- _ИСХОДНЫЙ ТЕКСТ_:
────────────────────
Древнеримский походный лагерь строился по четкой, раз и навсегда отработанной схеме. Силами самих солдат отрывался сравнительно неглубокий ров и насыпался невысокий вал в форме правильного четырехугольника, длина каждой стороны которого составляла около 660 м. На валу ставился тын из заостренных, вкопанных вертикально бревен – благо там, где воевали римляне, в Центральной Европе, еще оставались богатые леса. В каждой стороне этого квадрата были ворота, и от них шли между палатками воинов, каждая на 10 человек, широкие, пересекавшиеся в центре лагеря улицы. Легион делился на 4 центурии – и лагерь делился на 4 квадрата. А сами квадраты такими же проходами делились на меньшие квадраты, соответственно меньшим подразделениям, манипулам. В случае тревоги манипулы и центурии выступали к воротам и валам по широким проходам, без всякой сумятицы и толкотни. Вообще, лишенные воображения и художественного чутья, римляне любили все простое и четкое. Эта схема впоследствии легла в основу планировки многих западноевропейских городов.
Римляне никогда не вступали в сражение, не имея лагеря, на который можно было опереться в борьбе с неорганизованными и плохо вооруженными варварскими племенами галлов, кимвров, тевтонов, англов… В лагере на время сражения оставалась вся поклажа, здесь находились раненые, и необремененные обозом воины могли свободно маневрировать. Слабость такого лагеря только кажущаяся. Когда на римского полководца Мария напали кимвры и тевтоны, он остался в лагере, выжидая удобного момента, а затем уничтожил неприятеля. А легат Юлия Цезаря Квинт Цицерон защищал свой лагерь против вдесятеро сильнейшего врага.
────────────────────
- _Фрагменты данных разметки местоположений_:
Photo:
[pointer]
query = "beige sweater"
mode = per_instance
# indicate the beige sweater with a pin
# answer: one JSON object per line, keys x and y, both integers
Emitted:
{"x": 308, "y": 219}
────────────────────
- _ЗАДАНИЕ_:
Ответьте кратко на вопросы по тексту о римском походном лагере.
1. Какова была длина каждой стороны лагеря?
2. На сколько человек была рассчитана каждая палатка воинов?
3. Против какого по силе врага защищал свой лагерь Квинт Цицерон?

- _ОТВЕТ_:
1. Около 660 м.
2. На 10 человек.
3. Против вдесятеро сильнейшего врага.